══ Records supplied ══

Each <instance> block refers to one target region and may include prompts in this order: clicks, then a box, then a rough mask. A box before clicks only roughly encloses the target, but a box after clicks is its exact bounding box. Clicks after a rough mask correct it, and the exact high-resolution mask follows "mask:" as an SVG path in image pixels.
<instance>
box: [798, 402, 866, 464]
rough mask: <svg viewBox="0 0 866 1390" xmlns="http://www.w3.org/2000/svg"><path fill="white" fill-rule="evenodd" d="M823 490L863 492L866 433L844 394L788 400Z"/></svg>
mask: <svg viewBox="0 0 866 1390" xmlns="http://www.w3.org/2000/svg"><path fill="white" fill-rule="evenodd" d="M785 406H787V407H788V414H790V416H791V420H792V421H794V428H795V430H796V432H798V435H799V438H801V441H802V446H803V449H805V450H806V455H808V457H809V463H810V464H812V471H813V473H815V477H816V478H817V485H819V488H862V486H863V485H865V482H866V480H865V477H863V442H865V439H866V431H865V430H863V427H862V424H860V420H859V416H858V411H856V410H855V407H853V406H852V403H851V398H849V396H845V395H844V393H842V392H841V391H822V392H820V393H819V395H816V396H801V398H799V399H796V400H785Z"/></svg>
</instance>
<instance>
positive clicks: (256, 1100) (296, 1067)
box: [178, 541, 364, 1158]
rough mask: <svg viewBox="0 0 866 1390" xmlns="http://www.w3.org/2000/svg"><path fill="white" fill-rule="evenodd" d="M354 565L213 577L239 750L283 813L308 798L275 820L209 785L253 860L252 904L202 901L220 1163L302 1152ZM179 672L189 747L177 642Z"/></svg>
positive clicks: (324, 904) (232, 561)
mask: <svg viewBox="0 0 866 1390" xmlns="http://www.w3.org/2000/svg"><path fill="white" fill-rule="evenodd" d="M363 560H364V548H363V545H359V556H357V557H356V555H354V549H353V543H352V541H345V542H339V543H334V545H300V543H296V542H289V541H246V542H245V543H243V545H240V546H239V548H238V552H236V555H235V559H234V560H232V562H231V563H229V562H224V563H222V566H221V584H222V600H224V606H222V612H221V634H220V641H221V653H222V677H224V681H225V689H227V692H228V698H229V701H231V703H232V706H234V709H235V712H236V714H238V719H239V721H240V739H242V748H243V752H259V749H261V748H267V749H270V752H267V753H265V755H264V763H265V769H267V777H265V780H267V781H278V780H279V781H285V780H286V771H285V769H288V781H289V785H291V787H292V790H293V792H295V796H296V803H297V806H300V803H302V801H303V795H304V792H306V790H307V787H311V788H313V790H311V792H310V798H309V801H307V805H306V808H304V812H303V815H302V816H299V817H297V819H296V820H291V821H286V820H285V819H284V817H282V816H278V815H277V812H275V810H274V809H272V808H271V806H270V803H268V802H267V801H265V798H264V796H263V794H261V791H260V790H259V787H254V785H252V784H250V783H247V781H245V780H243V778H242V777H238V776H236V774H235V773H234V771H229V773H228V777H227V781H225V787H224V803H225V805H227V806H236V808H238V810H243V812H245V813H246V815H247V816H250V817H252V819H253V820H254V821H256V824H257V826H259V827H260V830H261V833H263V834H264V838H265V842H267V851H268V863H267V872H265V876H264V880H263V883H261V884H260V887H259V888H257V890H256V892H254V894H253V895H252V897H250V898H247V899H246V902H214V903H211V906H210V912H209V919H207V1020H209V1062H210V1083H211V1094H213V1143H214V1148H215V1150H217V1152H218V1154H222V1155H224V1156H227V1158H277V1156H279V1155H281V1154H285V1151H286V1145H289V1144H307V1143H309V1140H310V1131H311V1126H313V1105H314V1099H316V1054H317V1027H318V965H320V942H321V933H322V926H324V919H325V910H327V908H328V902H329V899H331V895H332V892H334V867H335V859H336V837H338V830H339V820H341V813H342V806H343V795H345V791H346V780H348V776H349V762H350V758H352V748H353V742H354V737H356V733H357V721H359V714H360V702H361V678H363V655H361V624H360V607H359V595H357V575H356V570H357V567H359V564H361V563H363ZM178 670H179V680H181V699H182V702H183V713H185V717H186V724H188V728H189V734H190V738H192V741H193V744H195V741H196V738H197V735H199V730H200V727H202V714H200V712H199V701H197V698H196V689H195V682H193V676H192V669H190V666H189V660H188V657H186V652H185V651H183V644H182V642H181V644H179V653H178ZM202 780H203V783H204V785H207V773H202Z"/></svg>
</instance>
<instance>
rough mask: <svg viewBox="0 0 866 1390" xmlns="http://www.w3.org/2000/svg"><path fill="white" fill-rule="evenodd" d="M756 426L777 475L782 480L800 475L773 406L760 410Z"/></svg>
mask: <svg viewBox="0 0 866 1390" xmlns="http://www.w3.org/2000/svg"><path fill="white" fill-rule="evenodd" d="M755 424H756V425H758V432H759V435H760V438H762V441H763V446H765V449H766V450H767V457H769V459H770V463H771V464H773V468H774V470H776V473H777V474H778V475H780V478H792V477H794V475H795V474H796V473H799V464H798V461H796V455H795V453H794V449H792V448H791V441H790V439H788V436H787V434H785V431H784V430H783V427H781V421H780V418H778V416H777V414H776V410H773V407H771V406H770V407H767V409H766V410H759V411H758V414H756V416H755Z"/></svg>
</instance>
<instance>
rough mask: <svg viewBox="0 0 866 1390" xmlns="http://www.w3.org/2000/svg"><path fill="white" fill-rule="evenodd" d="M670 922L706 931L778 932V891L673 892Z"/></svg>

═══

■ Task instructions
Turn the lines above into a numbered list, leaving out any blank lines.

■ Exercise response
1. Each <instance> block refers to one target region and may include prompts in this order: clicks, then a box, then a rough mask. A box before clicks only roughly encloses the target, but a box after clicks is its exact bounding box. Clicks after a rough mask correct it, and the exact high-resolution mask follows "mask:" as an SVG path in image pixels.
2. <instance>
3. box: [798, 402, 866, 464]
4. rough mask: <svg viewBox="0 0 866 1390" xmlns="http://www.w3.org/2000/svg"><path fill="white" fill-rule="evenodd" d="M823 490L863 492L866 433L844 394L788 400Z"/></svg>
5. mask: <svg viewBox="0 0 866 1390" xmlns="http://www.w3.org/2000/svg"><path fill="white" fill-rule="evenodd" d="M785 406H787V407H788V414H790V416H791V420H792V421H794V428H795V430H796V432H798V435H799V438H801V441H802V446H803V449H805V450H806V455H808V457H809V463H810V464H812V471H813V473H815V477H816V478H817V485H819V488H862V486H863V485H865V482H866V480H865V477H863V442H865V439H866V431H865V430H863V427H862V424H860V420H859V416H858V411H856V410H855V407H853V406H852V403H851V398H849V396H845V395H844V393H842V392H841V391H822V392H820V393H819V395H816V396H801V398H799V399H796V400H785Z"/></svg>
6. </instance>
7. <instance>
8. positive clicks: (256, 1100) (296, 1067)
9. box: [178, 541, 364, 1158]
10. rough mask: <svg viewBox="0 0 866 1390" xmlns="http://www.w3.org/2000/svg"><path fill="white" fill-rule="evenodd" d="M354 565L213 577L239 750L283 813L308 798L275 820L209 785L253 860L252 904L202 901L220 1163L302 1152ZM179 672L189 747L177 642Z"/></svg>
11. positive clicks: (324, 904) (232, 561)
12. mask: <svg viewBox="0 0 866 1390" xmlns="http://www.w3.org/2000/svg"><path fill="white" fill-rule="evenodd" d="M363 560H364V548H363V545H359V556H357V557H356V555H354V549H353V543H352V541H345V542H339V543H334V545H300V543H296V542H289V541H246V542H245V543H243V545H240V546H239V548H238V552H236V555H235V559H234V560H232V562H231V563H229V562H224V563H222V566H221V584H222V600H224V606H222V612H221V634H220V641H221V653H222V677H224V681H225V689H227V692H228V698H229V701H231V703H232V706H234V709H235V712H236V714H238V719H239V721H240V739H242V748H243V752H259V749H261V748H267V749H270V752H267V753H265V755H264V763H265V769H267V777H265V780H267V781H278V780H279V781H285V780H286V771H285V769H288V781H289V785H291V787H292V790H293V792H295V796H296V803H297V806H300V803H302V801H303V795H304V792H306V790H307V787H311V788H313V790H311V792H310V798H309V801H307V805H306V808H304V812H303V815H302V816H299V817H297V819H296V820H291V821H286V820H285V819H284V817H282V816H278V815H277V812H275V810H274V809H272V808H271V806H270V803H268V802H267V801H265V798H264V796H263V794H261V791H260V790H259V787H254V785H252V784H250V783H247V781H245V780H243V778H242V777H238V776H236V774H235V773H234V771H229V773H228V777H227V781H225V787H224V803H225V805H227V806H236V808H238V810H243V812H245V813H246V815H247V816H250V817H252V819H253V820H254V821H256V824H257V826H259V827H260V830H261V833H263V834H264V838H265V842H267V851H268V863H267V872H265V876H264V880H263V883H261V884H260V887H259V888H257V890H256V892H254V894H253V895H252V897H250V898H247V899H246V902H214V903H211V906H210V912H209V919H207V1020H209V1062H210V1083H211V1094H213V1143H214V1148H215V1150H217V1152H218V1154H222V1155H224V1156H227V1158H277V1156H279V1155H281V1154H285V1151H286V1145H289V1144H307V1143H309V1140H310V1131H311V1126H313V1105H314V1099H316V1054H317V1027H318V965H320V942H321V933H322V926H324V919H325V910H327V908H328V902H329V899H331V895H332V892H334V867H335V859H336V837H338V830H339V820H341V813H342V806H343V795H345V791H346V780H348V776H349V762H350V758H352V748H353V742H354V737H356V733H357V721H359V714H360V702H361V678H363V655H361V624H360V607H359V595H357V575H356V570H357V567H359V564H361V563H363ZM178 670H179V680H181V699H182V702H183V713H185V717H186V724H188V728H189V734H190V738H192V741H193V744H195V741H196V738H197V735H199V730H200V727H202V714H200V712H199V701H197V698H196V689H195V682H193V676H192V669H190V666H189V660H188V657H186V652H185V651H183V644H182V642H181V644H179V653H178ZM202 780H203V783H204V785H207V773H202Z"/></svg>
13. </instance>
14. <instance>
15. rough mask: <svg viewBox="0 0 866 1390" xmlns="http://www.w3.org/2000/svg"><path fill="white" fill-rule="evenodd" d="M756 426L777 475L782 480L800 475L773 406L760 410Z"/></svg>
16. mask: <svg viewBox="0 0 866 1390" xmlns="http://www.w3.org/2000/svg"><path fill="white" fill-rule="evenodd" d="M755 424H756V425H758V432H759V435H760V438H762V441H763V446H765V449H766V450H767V457H769V459H770V463H771V464H773V468H774V470H776V473H777V474H778V475H780V478H792V477H794V475H795V474H796V473H799V464H798V461H796V455H795V453H794V449H792V448H791V441H790V439H788V436H787V434H785V431H784V430H783V427H781V421H780V418H778V416H777V414H776V410H773V407H771V406H770V407H767V409H766V410H759V411H758V414H756V416H755Z"/></svg>
17. </instance>
18. <instance>
19. rough mask: <svg viewBox="0 0 866 1390" xmlns="http://www.w3.org/2000/svg"><path fill="white" fill-rule="evenodd" d="M670 922L706 931L778 932V891L673 892Z"/></svg>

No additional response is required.